## AIM OF THE TASK
Go through the records below and list each line in which the word "Target" appears.

--

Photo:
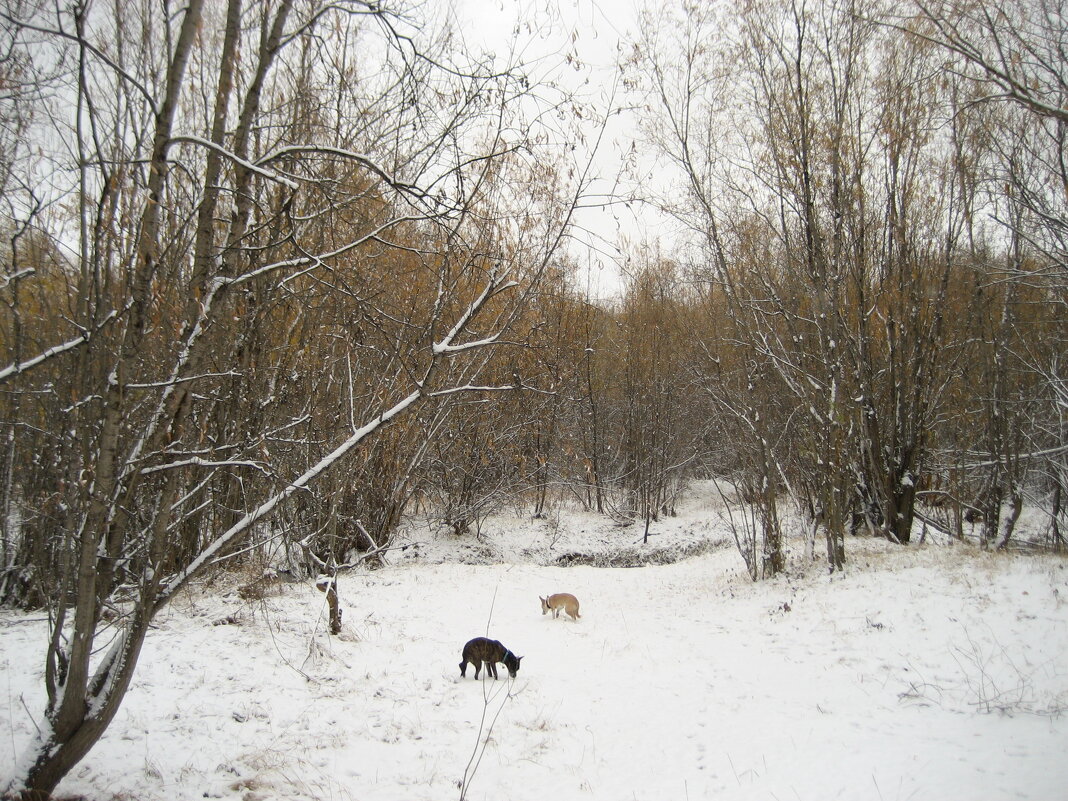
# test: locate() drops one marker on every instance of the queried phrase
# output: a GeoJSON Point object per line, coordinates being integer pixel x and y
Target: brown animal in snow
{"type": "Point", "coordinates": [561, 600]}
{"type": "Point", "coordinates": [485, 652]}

--

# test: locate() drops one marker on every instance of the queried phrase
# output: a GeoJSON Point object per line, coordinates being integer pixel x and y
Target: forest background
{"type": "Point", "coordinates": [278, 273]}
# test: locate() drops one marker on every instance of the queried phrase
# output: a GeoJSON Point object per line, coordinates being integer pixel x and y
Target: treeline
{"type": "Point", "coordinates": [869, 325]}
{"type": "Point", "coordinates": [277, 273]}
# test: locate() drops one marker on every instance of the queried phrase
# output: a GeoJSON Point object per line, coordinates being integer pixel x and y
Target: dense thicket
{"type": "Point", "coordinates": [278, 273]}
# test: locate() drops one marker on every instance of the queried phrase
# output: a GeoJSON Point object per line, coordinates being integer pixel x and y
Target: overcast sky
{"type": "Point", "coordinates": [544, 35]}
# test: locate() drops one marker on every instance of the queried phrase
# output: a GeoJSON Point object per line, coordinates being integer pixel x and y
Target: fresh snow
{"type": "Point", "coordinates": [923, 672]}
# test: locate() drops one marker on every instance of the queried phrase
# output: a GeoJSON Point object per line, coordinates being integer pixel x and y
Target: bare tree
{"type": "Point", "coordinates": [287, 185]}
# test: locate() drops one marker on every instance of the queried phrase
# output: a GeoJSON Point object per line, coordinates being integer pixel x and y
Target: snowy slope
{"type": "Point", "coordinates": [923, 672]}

--

## REPLY
Target: brown animal in snow
Target: forest background
Target: treeline
Target: dense thicket
Target: overcast sky
Target: fresh snow
Target: bare tree
Target: snowy slope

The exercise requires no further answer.